- AIM OF THE TASK:
Write out every line of the items below exactly, leaving out the pictures.

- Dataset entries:
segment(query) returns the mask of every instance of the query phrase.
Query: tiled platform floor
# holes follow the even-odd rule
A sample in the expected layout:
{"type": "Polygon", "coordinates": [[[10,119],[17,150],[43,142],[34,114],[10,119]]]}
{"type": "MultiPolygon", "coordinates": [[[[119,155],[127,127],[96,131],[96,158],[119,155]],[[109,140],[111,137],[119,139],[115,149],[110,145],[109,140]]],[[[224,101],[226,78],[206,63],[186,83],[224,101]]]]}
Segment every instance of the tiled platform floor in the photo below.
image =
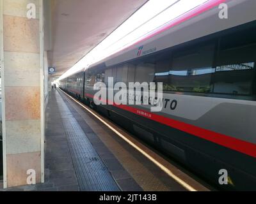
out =
{"type": "Polygon", "coordinates": [[[45,184],[8,191],[186,191],[60,91],[49,94],[45,116],[45,184]]]}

- SOLUTION TO THE EXERCISE:
segment(query) returns the mask of every instance of the query phrase.
Query: tiled platform floor
# holes follow the even-odd rule
A sample in the expected layout:
{"type": "Polygon", "coordinates": [[[10,119],[17,150],[43,142],[34,114],[10,119]]]}
{"type": "MultiPolygon", "coordinates": [[[[119,155],[127,127],[96,131],[96,158],[119,155]],[[109,140],[111,137],[119,139],[115,149],[110,145],[109,140]]],[[[224,101],[226,78],[206,63],[186,83],[224,101]]]]}
Segment every instance of the tiled platform floor in the photo below.
image =
out =
{"type": "Polygon", "coordinates": [[[45,184],[8,191],[186,191],[60,91],[49,94],[45,116],[45,184]]]}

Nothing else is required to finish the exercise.